-- start of Text section --
MGM Resorts International (NYSE:MGM) announced another quarter of rising year-over-year revenues this morning, mainly driven by increased wins in Las Vegas. However income losses and decreasing EBITDA domestically are concerning. MGM was the last of the three major gaming competitors to report Q3 earnings, following Las Vegas Sands (NYSE:LVS) and Wynn Resorts (NASDAQ:WYNN), which each reported their own struggles in Q3, mostly due to declining gaming revenues in Macau. While rising revenue is a positive sign for MGM, investors shouldn't get lost in the slight rise while income is still at a loss. MGM reported a diluted loss per share in Q3 of $0.04 compared to diluted loss per share of $0.05 in the year-ago quarter. Let's take a look at what MGM Resorts' Q3 earnings show.
Is Las Vegas still a winning trend?
For these Q3 results, MGM posted slight revenue rises resulting mostly from better top-line revenue in Las Vegas, the company's largest market. MGM's Q3 results initially look as easy as 1, 2, 3: 1% net revenue increase, 2% adjusted EBITDA increase, and 3% top-line revenue growth from Las Vegas operations, year over year. Additionally, the company posted 6% growth in revenue per available room (RevPAR) for its Las Vegas Strip properties year over year.
While MGM's revenues and RevPAR are growing in Las Vegas, the company still reported a 6% decrease for its domestic adjusted EBITDA and a total net income loss of over $20 million. MGM management noted that this was "primarily due to a decrease in table games hold percentage at its Las Vegas Strip resorts which negatively affected Adjusted Property EBITDA". Hold percentage is the portion of money gambled that the casino keeps. Maybe those claims of the "Las Vegas comeback" were made too quickly last quarter.
Macau is proving to be much more profitable than Las Vegas even in the face of slowing gaming revenue there. Only about one-third of MGM's total revenue comes from Macau. Still the company posted better EBITDA growth in Macau than in Vegas. For it's Q3 China operations, MGM reported a 12% increase in adjusted EBITDA.
-- end of Text section --
-- start of Record extracts --
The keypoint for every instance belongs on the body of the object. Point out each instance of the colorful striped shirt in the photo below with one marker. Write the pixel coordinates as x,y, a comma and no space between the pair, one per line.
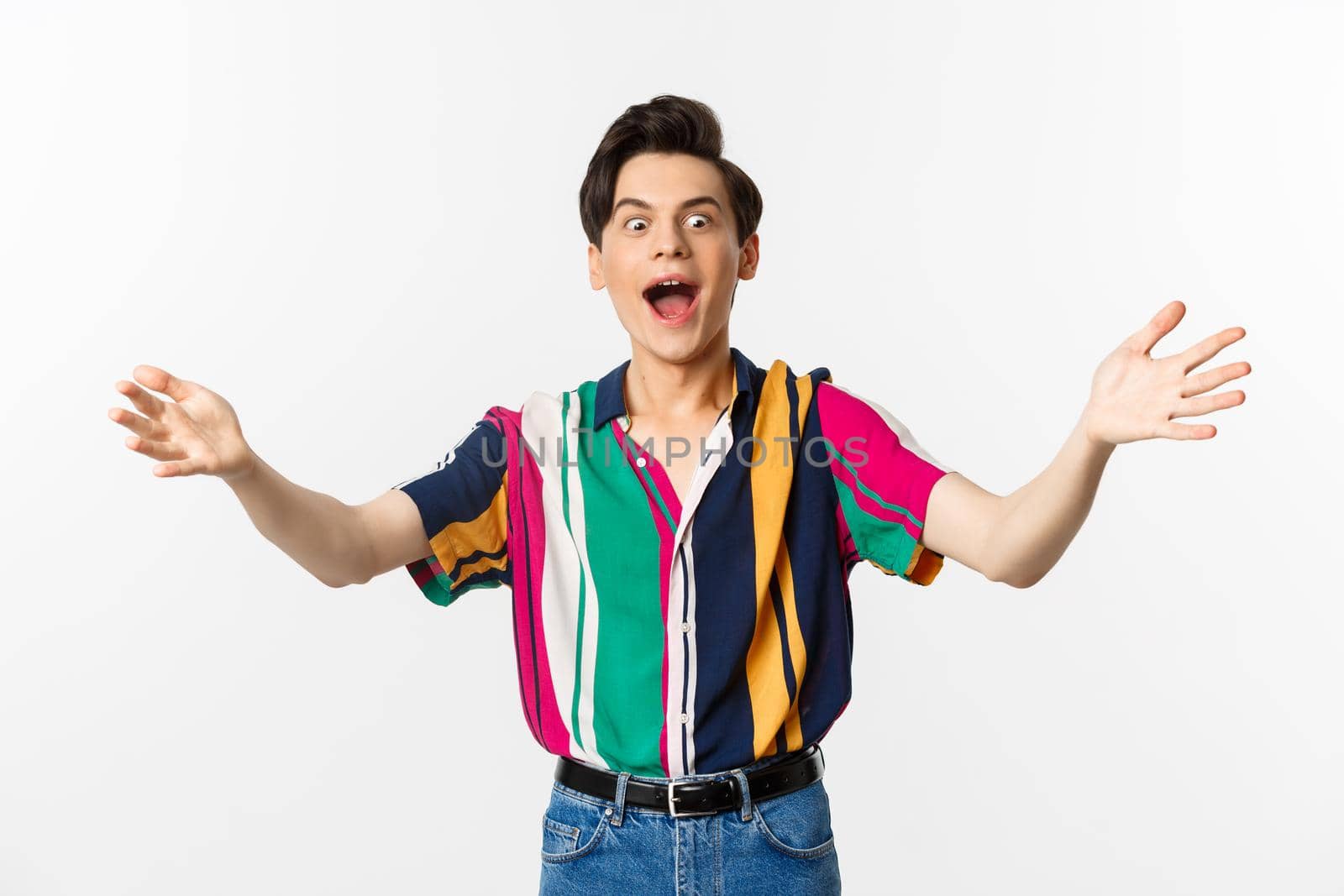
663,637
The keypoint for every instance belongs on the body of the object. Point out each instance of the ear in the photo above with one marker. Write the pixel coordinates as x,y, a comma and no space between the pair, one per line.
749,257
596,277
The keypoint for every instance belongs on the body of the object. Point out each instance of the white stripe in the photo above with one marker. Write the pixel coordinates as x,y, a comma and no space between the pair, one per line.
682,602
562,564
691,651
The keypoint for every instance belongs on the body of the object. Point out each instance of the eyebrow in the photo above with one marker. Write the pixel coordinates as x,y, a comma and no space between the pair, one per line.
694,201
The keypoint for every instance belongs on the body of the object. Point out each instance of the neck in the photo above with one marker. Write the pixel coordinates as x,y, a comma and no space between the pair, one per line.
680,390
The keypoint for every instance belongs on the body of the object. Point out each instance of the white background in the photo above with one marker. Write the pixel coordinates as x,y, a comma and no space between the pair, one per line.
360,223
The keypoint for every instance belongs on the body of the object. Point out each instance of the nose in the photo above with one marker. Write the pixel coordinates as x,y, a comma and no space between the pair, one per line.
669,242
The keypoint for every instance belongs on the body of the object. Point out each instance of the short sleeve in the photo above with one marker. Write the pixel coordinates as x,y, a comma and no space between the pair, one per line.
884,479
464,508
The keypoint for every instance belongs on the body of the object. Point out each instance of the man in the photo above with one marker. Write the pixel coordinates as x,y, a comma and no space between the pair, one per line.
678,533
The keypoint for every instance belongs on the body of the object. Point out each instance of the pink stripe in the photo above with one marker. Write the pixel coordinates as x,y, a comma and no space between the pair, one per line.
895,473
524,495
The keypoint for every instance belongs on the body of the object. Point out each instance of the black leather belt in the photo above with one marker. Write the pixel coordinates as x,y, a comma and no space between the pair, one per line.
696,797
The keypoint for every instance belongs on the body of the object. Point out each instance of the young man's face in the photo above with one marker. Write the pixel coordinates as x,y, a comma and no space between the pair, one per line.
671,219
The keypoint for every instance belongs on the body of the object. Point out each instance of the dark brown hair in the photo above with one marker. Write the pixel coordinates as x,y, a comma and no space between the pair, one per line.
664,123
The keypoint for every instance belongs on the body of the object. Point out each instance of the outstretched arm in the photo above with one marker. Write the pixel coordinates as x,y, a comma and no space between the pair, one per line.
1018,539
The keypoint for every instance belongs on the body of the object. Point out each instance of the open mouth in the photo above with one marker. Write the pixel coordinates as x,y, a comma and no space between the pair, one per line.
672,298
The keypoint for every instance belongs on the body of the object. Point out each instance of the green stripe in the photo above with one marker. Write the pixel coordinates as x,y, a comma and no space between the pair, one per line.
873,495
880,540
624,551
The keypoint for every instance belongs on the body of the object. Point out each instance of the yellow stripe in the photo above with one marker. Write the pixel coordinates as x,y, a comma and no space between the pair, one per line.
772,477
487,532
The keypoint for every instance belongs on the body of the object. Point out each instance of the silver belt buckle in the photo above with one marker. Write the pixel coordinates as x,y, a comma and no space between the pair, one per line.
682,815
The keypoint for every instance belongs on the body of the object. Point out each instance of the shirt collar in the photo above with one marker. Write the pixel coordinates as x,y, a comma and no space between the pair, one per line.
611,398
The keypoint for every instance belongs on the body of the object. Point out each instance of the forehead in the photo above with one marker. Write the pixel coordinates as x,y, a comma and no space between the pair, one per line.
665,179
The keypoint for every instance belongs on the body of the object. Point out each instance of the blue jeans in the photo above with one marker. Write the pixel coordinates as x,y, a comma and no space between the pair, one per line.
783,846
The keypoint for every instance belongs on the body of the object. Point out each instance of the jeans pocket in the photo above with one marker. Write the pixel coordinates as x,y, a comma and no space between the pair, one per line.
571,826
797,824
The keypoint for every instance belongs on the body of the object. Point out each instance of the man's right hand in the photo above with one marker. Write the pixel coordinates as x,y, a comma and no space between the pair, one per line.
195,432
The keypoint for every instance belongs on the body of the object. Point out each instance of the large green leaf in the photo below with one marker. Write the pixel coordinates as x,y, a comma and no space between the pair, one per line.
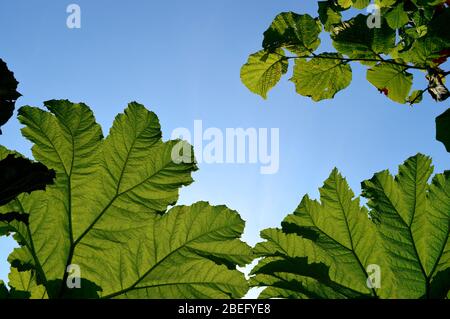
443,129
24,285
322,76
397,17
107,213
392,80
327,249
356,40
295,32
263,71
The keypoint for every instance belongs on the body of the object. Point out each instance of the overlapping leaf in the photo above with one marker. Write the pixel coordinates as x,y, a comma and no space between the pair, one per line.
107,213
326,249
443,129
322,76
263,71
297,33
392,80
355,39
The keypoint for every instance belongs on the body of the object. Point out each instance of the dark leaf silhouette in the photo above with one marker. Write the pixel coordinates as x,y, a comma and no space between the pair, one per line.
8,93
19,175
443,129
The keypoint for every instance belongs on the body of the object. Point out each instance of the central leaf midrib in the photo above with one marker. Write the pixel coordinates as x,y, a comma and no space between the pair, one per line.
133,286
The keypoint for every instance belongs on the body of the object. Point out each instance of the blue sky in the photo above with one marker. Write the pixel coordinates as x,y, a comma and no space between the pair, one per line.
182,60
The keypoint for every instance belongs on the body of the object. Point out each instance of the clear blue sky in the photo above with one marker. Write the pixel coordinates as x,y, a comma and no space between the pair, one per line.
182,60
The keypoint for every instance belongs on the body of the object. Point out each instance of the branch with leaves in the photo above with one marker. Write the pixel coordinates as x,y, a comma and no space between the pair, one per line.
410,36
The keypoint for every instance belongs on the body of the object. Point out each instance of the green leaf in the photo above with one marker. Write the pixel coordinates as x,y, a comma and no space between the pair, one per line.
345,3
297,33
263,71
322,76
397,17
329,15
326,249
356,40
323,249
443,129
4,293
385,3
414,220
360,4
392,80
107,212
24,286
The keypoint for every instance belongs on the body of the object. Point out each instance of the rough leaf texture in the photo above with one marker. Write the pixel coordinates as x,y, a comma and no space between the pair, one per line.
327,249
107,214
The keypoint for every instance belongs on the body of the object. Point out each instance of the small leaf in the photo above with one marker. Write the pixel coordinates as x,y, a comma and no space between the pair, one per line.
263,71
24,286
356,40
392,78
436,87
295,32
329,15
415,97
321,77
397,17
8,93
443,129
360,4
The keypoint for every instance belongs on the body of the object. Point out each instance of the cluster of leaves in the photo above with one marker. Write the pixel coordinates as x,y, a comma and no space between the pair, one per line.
-- end of Record extracts --
Exercise instructions →
A) Name each company in the MGM earnings article that is given with a stock ticker, and include its ticker.
B) Gather every line of the rows that contains the word "leaves". Case counts.
The MGM earnings article and the rows come from separate sources.

Responses for each task →
A)
MGM Resorts International (NYSE:MGM)
Las Vegas Sands (NYSE:LVS)
Wynn Resorts (NASDAQ:WYNN)

B)
The keypoint for every instance belongs on the body of the object. Point out each instance of the branch with leaves in the photo above with one marker. Write the pixel coordinates as x,y, a comma and no space between the pair, one per line.
The keypoint for every instance belongs on the body of the object. Point out each instance of the cluster of leaves in the photo above with one marker. Write the pixel coordinates as x,y, a comma and no space between the pair, one per line.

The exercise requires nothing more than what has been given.